■ **Text excerpt**
Yılmaz Y filed an official complaint against the gendarmes, but in March 2002, the public prosecutor gave a decision not to prosecute.

In some areas, participation in the village guard system is still a condition of return. In May 2002, the military approached villagers of Çatıkuru and told them that their safety could not be guaranteed unless they put up ten village guards. The village guards would be armed but not paid.130

Several villagers told Human Rights Watch that gendarmes permitted villagers to return in return for bribes in kind and cash. An elderly woman from a village in Diyarbakır province, said:

The last couple of years, the population of the neighboring villages have lived in Diyarbakır but go out to sow their fields. The gendarmes collected their flour and other foodstuff and said you are giving this to the PKK. They confiscated it. The thirty families pay bribes to the gendarmerie post. I heard of someone who had to pay fifteen hundred dollars for permission to get back to the village. And I have actually seen people bringing things to the gendarmerie. The gendarmes have asked us, for example, that we should give them five kilos of paint to let us come and go.131

Any discrepancy between the civil authorities' undisclosed program for return and the gendarmes' equally undisclosed agenda puts villagers in an extremely precarious position. Details of a confidential military document reported in November 2001 suggest that the villagers' fears of possible consequences of return without military authorization are well justified. Dated September 11, 2001, and signed by General Şevki Aksu of the Land Forces Internal Security Brigade Command No 2, it stated that military operations are constantly in progress in the Hani, Kulp, and Lice districts of Diyarbakır, that difficulties may arise in distinguishing PKK from villagers, and that "Citizens should be warned and informed that [the army] will not be responsible for any misfortunes that may result during the course of operations."132 A substantial number of villagers have come to an arrangement with the authorities that permits them to visit their villages daily or seasonally in order to cultivate their crops to produce some income, but not to stay. This gives the villagers a valuable foot in the door for return, but it is a tense and risky venture, particularly since the authorities never provide the villagers with clear written permission to be there. Stray villagers are frequently picked up by patrols and threatened, ill-treated, or worse. For example, Kavaklı village in Hakkari province was forcibly evacuated in 1993. In October 2000 three villagers who had gone back, with permission from Hakkari Provincial Gendarmerie Headquarters, to collect walnuts from their lands were found shot dead with their hands tied behind their backs. The official account, that the three had been killed by the PKK, was partly based on inconsistent accounts by a fourth villager who survived. In his first statement to the prosecutor, he said that the group was accosted by unknown persons in the dark, who fired shots. He was wounded but escaped. In a second statement contained in the gendarmerie's report, the villager said that the group had been captured by PKK militants who tied their hands and then shot them. It appears that the fourth villager may have been pressured to give an account that exculpated the gendarmerie. Relatives who returned to the area to recover the bodies reported that as they entered Kavaklı gendarmes guarding a nearby bridge fired on them.133

Several communities who have resettled their homes have been displaced a second time as a consequence of a divergence of attitude between the civilian and military authorities.

■ **Excerpted records**

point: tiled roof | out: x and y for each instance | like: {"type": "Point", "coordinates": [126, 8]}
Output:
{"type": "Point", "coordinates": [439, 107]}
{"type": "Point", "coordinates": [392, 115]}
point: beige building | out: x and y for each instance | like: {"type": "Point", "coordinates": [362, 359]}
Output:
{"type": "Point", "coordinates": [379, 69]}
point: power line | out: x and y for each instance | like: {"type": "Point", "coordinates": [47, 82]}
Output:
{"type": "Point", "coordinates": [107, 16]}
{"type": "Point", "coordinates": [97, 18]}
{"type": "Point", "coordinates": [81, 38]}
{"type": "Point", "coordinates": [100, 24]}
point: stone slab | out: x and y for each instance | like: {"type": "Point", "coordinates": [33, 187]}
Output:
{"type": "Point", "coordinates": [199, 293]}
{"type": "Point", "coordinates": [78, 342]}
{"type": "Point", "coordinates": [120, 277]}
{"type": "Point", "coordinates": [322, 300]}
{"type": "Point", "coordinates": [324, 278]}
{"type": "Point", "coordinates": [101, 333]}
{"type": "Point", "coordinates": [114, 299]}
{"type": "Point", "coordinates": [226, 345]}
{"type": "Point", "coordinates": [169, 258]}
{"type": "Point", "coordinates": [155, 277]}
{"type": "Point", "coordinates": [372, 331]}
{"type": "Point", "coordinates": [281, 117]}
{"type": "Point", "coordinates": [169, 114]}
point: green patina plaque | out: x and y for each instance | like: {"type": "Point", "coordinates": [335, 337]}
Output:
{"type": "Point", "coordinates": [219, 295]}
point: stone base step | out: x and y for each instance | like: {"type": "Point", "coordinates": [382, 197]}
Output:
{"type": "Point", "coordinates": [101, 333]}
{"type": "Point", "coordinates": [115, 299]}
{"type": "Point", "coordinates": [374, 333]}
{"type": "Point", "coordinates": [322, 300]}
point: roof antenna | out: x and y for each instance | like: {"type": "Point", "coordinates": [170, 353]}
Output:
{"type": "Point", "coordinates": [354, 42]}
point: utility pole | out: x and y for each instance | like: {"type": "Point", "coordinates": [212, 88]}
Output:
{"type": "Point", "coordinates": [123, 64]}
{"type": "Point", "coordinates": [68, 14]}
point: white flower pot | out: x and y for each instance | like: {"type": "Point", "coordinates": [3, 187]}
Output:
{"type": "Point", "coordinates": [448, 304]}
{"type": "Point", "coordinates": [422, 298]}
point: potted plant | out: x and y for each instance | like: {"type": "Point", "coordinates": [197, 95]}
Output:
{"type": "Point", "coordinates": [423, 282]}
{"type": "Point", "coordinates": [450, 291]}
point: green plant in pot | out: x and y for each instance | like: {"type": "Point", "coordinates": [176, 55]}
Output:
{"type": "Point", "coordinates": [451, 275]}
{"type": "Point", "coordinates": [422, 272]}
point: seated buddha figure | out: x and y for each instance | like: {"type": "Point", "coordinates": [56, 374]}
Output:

■ **Task to complete**
List every date or year that the text on village returns mentions, in the order they appear.

■ **Expected answer**
March 2002
May 2002
November 2001
September 11, 2001
1993
October 2000